## DATASET CONTENT
■ ■ ■ ■

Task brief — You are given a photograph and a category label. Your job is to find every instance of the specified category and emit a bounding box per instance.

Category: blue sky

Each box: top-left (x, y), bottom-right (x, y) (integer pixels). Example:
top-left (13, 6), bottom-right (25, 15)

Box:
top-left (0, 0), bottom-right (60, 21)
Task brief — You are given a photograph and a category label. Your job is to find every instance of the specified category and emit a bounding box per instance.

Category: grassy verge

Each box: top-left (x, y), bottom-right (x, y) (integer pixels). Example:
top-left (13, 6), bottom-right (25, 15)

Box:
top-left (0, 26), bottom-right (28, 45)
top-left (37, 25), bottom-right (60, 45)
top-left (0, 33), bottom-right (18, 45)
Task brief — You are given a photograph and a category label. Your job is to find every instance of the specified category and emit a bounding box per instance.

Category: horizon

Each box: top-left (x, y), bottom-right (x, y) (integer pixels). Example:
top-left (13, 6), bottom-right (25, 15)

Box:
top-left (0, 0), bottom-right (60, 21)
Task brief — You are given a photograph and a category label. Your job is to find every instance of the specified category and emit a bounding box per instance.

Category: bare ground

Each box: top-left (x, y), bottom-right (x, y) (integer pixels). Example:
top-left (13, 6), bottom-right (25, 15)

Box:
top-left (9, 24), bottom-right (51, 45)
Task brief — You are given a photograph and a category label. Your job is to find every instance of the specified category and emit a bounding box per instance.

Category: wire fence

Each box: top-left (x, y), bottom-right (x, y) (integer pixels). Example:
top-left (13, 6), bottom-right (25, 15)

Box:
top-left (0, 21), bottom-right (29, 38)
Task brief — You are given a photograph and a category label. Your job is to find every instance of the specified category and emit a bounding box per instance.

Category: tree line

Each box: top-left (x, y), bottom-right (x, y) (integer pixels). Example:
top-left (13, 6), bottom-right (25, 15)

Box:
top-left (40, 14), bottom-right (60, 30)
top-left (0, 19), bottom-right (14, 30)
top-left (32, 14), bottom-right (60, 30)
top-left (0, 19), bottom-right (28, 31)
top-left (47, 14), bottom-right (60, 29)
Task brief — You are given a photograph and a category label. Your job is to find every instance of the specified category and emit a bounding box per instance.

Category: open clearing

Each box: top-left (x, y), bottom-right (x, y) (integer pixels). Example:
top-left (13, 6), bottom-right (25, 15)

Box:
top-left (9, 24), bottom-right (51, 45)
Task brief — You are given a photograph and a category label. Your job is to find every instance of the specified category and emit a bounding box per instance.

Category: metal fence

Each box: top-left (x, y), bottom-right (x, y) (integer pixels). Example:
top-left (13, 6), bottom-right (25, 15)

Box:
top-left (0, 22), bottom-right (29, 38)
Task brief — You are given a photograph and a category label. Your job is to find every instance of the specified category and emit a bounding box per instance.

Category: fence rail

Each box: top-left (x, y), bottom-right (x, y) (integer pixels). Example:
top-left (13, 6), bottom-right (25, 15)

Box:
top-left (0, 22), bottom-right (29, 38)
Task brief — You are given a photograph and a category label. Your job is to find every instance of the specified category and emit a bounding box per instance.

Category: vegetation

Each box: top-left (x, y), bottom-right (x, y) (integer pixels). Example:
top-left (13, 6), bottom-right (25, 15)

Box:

■ ■ ■ ■

## WORK REQUIRED
Lines of the material that hold the word "fence" should be counted, and the number alone given.

## EXERCISE RESULT
3